▸ TASK
Return every line of the listing below that contains the string "tongs", matching case exactly.
● ● ●
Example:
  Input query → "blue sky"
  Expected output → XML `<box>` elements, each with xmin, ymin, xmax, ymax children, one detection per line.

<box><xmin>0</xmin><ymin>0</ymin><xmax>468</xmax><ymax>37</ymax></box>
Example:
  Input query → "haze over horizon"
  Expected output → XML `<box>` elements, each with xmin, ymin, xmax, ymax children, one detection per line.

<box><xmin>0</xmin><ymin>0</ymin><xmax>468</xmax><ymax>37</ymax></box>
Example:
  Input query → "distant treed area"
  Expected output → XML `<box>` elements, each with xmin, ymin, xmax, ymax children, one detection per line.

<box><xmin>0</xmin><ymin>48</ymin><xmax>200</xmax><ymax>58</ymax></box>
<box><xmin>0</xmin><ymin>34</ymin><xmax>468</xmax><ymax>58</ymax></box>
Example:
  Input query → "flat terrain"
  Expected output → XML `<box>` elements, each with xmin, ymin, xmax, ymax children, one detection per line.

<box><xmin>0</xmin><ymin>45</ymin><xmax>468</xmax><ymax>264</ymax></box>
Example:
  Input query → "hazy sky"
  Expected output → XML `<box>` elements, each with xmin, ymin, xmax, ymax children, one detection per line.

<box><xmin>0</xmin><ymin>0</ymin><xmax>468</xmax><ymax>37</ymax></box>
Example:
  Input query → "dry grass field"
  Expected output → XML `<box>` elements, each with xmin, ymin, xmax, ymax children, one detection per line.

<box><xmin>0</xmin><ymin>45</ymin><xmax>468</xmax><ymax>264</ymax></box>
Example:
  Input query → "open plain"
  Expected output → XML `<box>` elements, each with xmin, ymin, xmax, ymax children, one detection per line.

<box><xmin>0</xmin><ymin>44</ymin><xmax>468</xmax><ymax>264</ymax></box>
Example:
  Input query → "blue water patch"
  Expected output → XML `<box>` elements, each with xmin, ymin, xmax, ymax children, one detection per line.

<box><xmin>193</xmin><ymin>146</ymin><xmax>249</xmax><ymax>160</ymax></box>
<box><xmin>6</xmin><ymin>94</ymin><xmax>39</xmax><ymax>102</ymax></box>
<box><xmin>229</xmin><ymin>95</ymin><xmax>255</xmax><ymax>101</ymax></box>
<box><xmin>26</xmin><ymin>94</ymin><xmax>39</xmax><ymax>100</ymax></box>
● ● ●
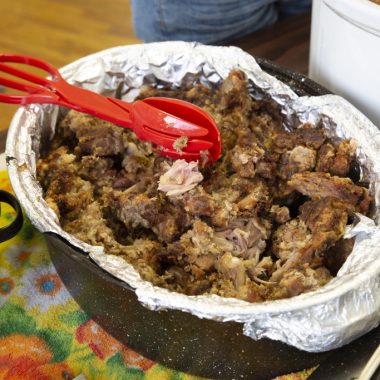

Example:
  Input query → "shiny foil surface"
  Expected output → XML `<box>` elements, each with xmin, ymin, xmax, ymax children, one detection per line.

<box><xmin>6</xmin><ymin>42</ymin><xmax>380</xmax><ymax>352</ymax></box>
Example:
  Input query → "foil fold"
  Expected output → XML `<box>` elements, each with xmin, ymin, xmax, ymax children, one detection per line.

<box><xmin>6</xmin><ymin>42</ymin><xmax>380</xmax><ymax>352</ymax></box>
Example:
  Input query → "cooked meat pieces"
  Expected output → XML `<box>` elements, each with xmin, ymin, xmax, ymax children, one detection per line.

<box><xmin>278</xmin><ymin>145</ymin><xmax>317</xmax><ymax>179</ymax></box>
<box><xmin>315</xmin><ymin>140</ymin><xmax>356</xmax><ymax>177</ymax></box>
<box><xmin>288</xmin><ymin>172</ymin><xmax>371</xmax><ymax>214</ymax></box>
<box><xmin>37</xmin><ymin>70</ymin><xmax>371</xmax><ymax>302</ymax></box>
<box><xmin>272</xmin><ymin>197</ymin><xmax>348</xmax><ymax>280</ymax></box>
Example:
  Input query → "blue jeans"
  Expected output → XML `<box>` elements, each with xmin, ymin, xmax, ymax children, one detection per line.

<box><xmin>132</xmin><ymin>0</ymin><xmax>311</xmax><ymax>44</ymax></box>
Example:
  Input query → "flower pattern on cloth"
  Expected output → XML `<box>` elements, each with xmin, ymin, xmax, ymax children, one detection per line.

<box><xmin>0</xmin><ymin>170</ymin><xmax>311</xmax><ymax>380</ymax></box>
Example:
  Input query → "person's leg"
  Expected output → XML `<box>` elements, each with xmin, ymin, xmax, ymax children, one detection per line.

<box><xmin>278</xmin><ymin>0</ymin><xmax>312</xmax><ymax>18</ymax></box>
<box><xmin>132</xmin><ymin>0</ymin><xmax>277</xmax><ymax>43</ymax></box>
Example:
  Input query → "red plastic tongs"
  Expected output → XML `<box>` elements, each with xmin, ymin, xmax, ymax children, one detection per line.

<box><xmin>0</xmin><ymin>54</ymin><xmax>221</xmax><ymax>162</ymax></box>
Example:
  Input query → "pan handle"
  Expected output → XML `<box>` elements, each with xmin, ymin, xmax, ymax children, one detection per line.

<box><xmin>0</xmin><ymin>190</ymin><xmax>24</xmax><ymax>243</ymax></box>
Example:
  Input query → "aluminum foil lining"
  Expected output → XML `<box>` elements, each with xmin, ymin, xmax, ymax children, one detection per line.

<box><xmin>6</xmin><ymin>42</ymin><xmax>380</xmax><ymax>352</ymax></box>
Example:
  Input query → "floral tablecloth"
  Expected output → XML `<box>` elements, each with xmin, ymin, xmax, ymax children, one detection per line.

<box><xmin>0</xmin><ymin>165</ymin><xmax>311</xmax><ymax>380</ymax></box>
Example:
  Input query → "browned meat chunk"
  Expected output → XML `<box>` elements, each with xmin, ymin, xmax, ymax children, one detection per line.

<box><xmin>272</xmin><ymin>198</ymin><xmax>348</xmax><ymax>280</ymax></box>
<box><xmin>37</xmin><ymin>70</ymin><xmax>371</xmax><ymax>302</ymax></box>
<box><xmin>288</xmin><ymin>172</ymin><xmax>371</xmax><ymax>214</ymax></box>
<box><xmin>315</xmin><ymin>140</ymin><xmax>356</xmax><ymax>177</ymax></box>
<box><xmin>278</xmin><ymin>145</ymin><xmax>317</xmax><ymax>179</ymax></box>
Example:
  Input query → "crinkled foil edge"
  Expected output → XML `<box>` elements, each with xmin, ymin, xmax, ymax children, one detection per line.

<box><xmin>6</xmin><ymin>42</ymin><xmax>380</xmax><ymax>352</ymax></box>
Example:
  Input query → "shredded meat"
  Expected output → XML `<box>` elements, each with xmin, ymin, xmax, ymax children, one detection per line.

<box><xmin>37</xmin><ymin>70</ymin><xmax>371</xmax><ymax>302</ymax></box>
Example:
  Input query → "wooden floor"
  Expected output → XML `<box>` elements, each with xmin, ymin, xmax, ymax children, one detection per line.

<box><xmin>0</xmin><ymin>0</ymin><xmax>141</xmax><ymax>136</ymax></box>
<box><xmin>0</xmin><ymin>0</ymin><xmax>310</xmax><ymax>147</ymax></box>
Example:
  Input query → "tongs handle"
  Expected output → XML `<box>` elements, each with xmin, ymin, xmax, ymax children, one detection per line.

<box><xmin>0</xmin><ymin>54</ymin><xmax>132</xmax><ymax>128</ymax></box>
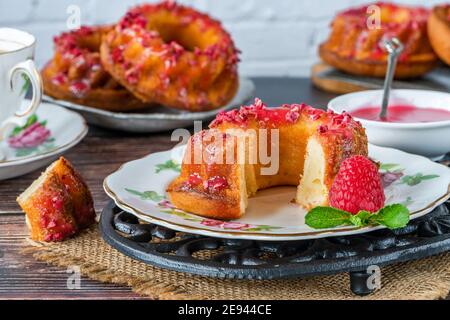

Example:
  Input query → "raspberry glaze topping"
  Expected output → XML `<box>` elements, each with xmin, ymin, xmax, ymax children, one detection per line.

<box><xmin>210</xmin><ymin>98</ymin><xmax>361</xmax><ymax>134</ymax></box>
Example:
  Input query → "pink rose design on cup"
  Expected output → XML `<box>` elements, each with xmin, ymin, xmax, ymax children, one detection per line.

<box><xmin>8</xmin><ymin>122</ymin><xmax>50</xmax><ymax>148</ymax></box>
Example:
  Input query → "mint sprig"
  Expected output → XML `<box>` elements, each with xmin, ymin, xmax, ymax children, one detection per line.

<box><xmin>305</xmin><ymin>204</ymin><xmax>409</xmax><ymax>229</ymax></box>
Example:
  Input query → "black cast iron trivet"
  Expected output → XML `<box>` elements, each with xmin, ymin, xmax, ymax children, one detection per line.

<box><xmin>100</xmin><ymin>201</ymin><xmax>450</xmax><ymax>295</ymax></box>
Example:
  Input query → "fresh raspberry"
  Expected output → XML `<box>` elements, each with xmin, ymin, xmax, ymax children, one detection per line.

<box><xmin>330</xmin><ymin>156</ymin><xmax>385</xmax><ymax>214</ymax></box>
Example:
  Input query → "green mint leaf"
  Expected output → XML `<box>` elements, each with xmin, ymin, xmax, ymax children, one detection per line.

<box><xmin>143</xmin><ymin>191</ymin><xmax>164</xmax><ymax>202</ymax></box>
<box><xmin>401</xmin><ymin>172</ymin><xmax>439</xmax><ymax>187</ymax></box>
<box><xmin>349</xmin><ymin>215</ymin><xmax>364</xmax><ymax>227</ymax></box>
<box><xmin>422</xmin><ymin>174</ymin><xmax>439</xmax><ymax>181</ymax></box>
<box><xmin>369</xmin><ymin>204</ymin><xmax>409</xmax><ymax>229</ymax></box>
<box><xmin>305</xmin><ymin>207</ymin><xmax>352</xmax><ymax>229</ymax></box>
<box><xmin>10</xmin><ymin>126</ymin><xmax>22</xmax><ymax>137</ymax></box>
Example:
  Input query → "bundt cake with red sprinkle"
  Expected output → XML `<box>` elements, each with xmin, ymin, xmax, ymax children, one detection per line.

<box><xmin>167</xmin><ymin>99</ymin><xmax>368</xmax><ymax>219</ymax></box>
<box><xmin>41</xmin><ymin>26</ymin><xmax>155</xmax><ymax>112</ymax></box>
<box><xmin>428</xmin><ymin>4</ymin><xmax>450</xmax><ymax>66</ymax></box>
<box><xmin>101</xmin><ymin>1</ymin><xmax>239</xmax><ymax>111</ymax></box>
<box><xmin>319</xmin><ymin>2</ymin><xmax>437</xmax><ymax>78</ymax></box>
● ● ●
▸ CORRECT RESPONSE
  Input query → "red plastic tongs"
  Input query → "tongs handle"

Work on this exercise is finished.